══ PAGE EXTRACT ══

At block 410, the SLS platform 115 may associate a new relationship number with the phone number being used by third party TD 120 to make the call, the SLS subscriber's primary phone number and the subscriber's SLS phone number. It is envisioned that this associating may take into consideration subscriber TD 110 being presently situated outside of the locality serviced by its primary service provider network and in the same locality serviced by the third party TD 120's primary service provider. One of ordinary skill in the art will recognize that that the SLS provider, the SLS platform 115, etc. can determine the location of an SLS subscriber through a variety of system or methods. Non-limiting examples of these methods and system include GPS location service on the TD, access to the geographic information of the network, direct communication with the SLS subscriber as to their immediate location, etc.

At block 412, the central SLS database 116 is updated to include the newly created record—the phone number being used by third party TD 120 to make the call is listed as a contact of the SLS subscriber in the Subscriber Relationship ID Table 310. At block 414, a call is established between the SLS platform 115 and the subscriber TD 110. In some non-limiting embodiments of block 414, the SLS platform 115 initiates the call through the communication network 125's voice channel with the subscriber TD 110 by dialing its primary phone number from the relationship number of block 410. In other non-limiting embodiments of block 414, the subscriber's TD 110 initiates the call through the communication network 125's voice channel with the SLS platform 115 by dialing the relationship number of block 410 from the subscriber TD 110's primary phone number after receiving a data communication from the SLS platform 115 with information containing the relationship number of block 410 and instructions to initiate the call (again, one of ordinary skill in the art will recognize that a communication may include the use of protocols and standards such as, but not limited to, SS7 protocol suite, SIP, CAMEL or CAP, ROSE, VOIP, etc). In certain non-limiting embodiments of block 414, the SLS platform 115 may populate the CLID field of the call between it and the subscribers TD 110 with a combination of the newly assigned relationship number and the phone number being used by third party TD 120 to make the call.

At block 416, the local SLS database 106 updates to include the newly assigned relationship number in association with the phone number being used by third party TD 120 to make the call. At block 418, the phone number being used by third party TD 120 to make the call is displayed to the SLS subscriber and the SLS subscriber is alerted to the incoming call. Notably, it is envisioned that displaying the phone number being used by third party TD 120 to make the call may include rendering the CLID field itself, rendering a picture of the third party, rendering a name, etc. as is understood by those with ordinary skill in the art of graphical user displays and interfaces. At block 420, the call from block 402 is bridged with the call from block 414 resulting in an active call between third party TD 120 and subscriber TD 110. One of ordinary skill in the art will recognize that there are many systems and methods known and understood for bridging or connecting a plurality of separate calls (the legs of the SLS); consequently, this disclosure is not limited by the used example “bridged.”

═══

● WRITTEN INSTRUCTION
List every block number mentioned in the call-routing excerpt above, in the order each first appears.

══ RECORD SET ══

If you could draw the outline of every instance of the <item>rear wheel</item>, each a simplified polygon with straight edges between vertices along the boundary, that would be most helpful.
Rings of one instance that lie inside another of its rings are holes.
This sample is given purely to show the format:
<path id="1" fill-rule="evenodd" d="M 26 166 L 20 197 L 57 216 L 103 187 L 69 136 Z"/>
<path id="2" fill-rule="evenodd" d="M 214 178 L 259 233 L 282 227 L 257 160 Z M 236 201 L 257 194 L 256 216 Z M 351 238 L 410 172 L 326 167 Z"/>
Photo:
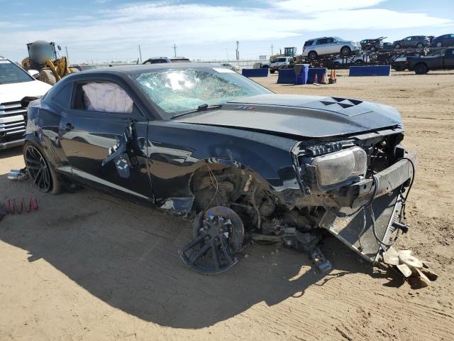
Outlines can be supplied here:
<path id="1" fill-rule="evenodd" d="M 38 146 L 31 142 L 26 143 L 23 159 L 33 184 L 41 192 L 58 194 L 62 191 L 57 173 Z"/>
<path id="2" fill-rule="evenodd" d="M 414 67 L 414 73 L 416 75 L 425 75 L 428 72 L 427 67 L 424 64 L 418 64 Z"/>
<path id="3" fill-rule="evenodd" d="M 314 60 L 314 59 L 317 59 L 317 53 L 315 51 L 311 51 L 307 54 L 307 56 L 309 59 Z"/>
<path id="4" fill-rule="evenodd" d="M 348 55 L 351 53 L 351 52 L 352 52 L 352 49 L 350 48 L 348 46 L 343 46 L 340 49 L 340 54 L 342 55 Z"/>

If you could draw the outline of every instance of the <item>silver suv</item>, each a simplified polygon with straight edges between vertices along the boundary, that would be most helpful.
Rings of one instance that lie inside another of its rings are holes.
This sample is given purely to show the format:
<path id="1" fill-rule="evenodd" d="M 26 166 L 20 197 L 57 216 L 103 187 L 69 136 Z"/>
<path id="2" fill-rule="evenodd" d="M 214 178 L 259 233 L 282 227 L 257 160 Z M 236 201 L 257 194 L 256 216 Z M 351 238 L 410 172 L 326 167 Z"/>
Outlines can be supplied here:
<path id="1" fill-rule="evenodd" d="M 361 50 L 361 44 L 358 41 L 348 41 L 339 37 L 322 37 L 310 39 L 304 43 L 303 57 L 316 59 L 319 55 L 348 55 L 352 52 Z"/>

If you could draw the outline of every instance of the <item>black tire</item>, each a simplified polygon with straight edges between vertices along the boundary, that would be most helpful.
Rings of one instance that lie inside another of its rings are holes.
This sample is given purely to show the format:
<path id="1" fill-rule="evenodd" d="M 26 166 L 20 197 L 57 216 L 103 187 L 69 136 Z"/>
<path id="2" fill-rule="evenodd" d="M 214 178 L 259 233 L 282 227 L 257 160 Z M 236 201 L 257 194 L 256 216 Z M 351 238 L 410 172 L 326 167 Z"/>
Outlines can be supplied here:
<path id="1" fill-rule="evenodd" d="M 28 176 L 38 190 L 45 193 L 60 193 L 62 182 L 41 148 L 33 142 L 26 142 L 23 154 Z"/>
<path id="2" fill-rule="evenodd" d="M 414 73 L 416 75 L 426 75 L 428 72 L 426 64 L 416 64 L 414 67 Z"/>
<path id="3" fill-rule="evenodd" d="M 342 55 L 348 55 L 352 53 L 352 49 L 348 46 L 343 46 L 340 49 L 340 54 Z"/>
<path id="4" fill-rule="evenodd" d="M 315 51 L 310 51 L 308 54 L 307 54 L 307 57 L 311 60 L 314 60 L 314 59 L 317 59 L 317 57 L 319 55 L 317 55 L 317 53 Z"/>

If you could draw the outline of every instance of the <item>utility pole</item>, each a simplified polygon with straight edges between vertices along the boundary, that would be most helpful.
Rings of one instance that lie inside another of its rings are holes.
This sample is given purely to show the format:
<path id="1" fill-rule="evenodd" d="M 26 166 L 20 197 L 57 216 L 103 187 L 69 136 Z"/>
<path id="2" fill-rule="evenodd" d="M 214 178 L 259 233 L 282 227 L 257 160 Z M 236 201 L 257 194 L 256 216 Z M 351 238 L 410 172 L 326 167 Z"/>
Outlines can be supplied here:
<path id="1" fill-rule="evenodd" d="M 240 50 L 238 50 L 240 48 L 240 42 L 236 40 L 236 60 L 240 60 Z"/>

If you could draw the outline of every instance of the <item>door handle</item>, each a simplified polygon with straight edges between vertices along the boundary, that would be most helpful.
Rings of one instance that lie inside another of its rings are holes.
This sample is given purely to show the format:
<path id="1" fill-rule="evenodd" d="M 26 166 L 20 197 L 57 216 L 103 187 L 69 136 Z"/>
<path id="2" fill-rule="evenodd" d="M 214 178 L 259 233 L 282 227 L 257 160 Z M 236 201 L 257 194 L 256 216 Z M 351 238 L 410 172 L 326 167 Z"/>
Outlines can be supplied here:
<path id="1" fill-rule="evenodd" d="M 65 130 L 66 130 L 67 131 L 70 131 L 72 129 L 74 129 L 74 126 L 70 123 L 67 123 L 65 126 Z"/>

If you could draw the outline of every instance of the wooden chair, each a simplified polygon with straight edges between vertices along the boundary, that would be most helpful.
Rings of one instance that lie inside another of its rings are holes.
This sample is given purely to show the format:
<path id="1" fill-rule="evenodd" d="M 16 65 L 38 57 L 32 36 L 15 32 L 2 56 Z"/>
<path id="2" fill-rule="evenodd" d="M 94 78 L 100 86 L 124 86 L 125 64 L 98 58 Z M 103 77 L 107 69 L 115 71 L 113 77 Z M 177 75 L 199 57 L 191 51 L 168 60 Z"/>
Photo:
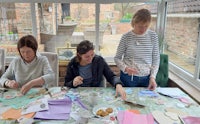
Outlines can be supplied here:
<path id="1" fill-rule="evenodd" d="M 59 83 L 59 71 L 58 71 L 58 55 L 53 52 L 40 52 L 42 56 L 46 56 L 49 60 L 50 66 L 55 73 L 55 81 L 49 82 L 49 87 L 58 86 Z"/>
<path id="2" fill-rule="evenodd" d="M 5 50 L 0 48 L 0 77 L 5 72 Z"/>
<path id="3" fill-rule="evenodd" d="M 168 86 L 168 55 L 160 54 L 160 66 L 156 76 L 156 83 L 160 87 Z"/>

═══

● WRITTEN RESPONSE
410, 412, 414, 416, 418, 420, 402